Check each line of the material, and show the ones that include the word "Query".

DATA FOR THIS TASK.
# # # #
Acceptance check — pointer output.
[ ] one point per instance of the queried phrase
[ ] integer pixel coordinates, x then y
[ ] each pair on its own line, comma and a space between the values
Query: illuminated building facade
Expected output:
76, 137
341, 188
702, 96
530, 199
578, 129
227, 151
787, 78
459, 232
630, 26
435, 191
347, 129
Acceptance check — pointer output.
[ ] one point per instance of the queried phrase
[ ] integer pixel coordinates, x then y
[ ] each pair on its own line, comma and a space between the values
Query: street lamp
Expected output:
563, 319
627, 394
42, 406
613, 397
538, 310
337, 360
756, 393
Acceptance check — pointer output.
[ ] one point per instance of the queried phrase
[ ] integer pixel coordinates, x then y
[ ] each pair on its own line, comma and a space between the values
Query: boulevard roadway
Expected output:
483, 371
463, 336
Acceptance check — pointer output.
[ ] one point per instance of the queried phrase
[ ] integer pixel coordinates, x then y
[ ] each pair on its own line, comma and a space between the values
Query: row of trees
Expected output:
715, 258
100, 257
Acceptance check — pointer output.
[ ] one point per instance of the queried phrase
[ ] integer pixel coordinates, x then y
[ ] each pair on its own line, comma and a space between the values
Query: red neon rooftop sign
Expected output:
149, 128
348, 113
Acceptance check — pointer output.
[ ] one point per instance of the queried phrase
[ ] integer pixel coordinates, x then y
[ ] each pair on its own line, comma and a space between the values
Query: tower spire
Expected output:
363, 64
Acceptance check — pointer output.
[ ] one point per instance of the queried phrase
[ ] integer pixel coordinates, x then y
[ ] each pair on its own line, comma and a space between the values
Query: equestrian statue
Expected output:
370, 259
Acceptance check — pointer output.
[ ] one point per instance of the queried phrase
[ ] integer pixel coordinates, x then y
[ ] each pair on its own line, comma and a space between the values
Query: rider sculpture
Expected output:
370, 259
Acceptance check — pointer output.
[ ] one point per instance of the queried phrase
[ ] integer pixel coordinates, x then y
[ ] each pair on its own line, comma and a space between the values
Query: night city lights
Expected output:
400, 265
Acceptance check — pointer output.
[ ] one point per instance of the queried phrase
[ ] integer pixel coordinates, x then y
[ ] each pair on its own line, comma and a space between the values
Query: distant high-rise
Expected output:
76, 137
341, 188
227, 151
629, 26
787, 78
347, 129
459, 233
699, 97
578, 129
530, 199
# # # #
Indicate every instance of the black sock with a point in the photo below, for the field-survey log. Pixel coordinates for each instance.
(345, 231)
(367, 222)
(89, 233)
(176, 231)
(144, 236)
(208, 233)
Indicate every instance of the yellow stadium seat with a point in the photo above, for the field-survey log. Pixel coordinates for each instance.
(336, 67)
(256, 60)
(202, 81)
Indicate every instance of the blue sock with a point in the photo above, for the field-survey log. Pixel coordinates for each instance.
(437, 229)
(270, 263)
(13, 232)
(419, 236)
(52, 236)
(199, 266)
# # # #
RESULT BELOW.
Query: illuminated building facade
Query: street lamp
Query: boulevard roadway
Query: row of trees
Query: red neon rooftop sign
Query: tower spire
Query: equestrian statue
Query: rider sculpture
Query: night city lights
Query: distant high-rise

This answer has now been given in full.